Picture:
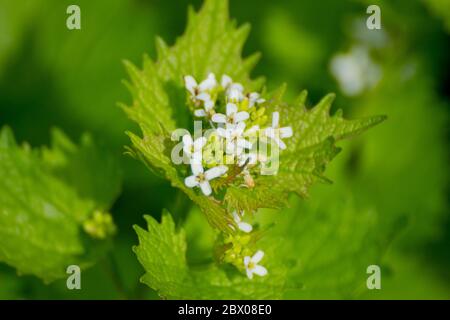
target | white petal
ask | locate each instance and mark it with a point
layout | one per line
(240, 127)
(241, 116)
(206, 188)
(200, 113)
(280, 143)
(258, 256)
(252, 130)
(204, 97)
(275, 119)
(219, 118)
(260, 271)
(226, 81)
(254, 96)
(231, 109)
(209, 105)
(242, 143)
(187, 140)
(237, 86)
(222, 132)
(196, 158)
(235, 95)
(209, 83)
(246, 227)
(215, 172)
(199, 143)
(191, 181)
(196, 169)
(190, 83)
(286, 132)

______________________________

_Exercise:_ Copy all of the material above line for line, but leave out the picture.

_Response:_
Picture:
target | white petal
ask | locate each instance and mark it with a point
layout | one per line
(240, 127)
(241, 116)
(206, 188)
(200, 113)
(280, 143)
(258, 256)
(252, 130)
(204, 97)
(275, 119)
(219, 118)
(260, 271)
(226, 81)
(254, 96)
(231, 109)
(209, 105)
(242, 143)
(187, 140)
(237, 86)
(222, 132)
(196, 158)
(235, 95)
(209, 83)
(246, 227)
(215, 172)
(199, 143)
(191, 181)
(196, 169)
(190, 83)
(286, 132)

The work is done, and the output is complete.